> [PROMPT]:
Gather each line of the records that contains the string "bicycle" and copy it in full. The match is case-sensitive.

> [DATA EXCERPTS]:
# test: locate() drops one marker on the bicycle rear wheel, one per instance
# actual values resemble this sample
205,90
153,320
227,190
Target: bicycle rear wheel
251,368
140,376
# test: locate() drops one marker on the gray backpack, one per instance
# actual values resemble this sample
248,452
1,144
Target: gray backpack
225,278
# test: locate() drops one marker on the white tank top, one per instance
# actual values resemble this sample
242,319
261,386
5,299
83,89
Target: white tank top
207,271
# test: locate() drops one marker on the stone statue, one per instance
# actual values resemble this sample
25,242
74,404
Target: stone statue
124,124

* * *

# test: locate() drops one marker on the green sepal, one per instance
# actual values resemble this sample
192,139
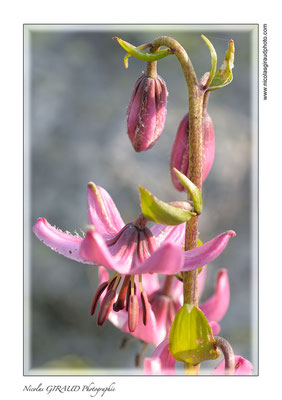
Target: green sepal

> [RESULT FOR THIS EXERCISE]:
# test: locate() drops one marker on the bicycle rear wheel, one per instance
Target: bicycle rear wheel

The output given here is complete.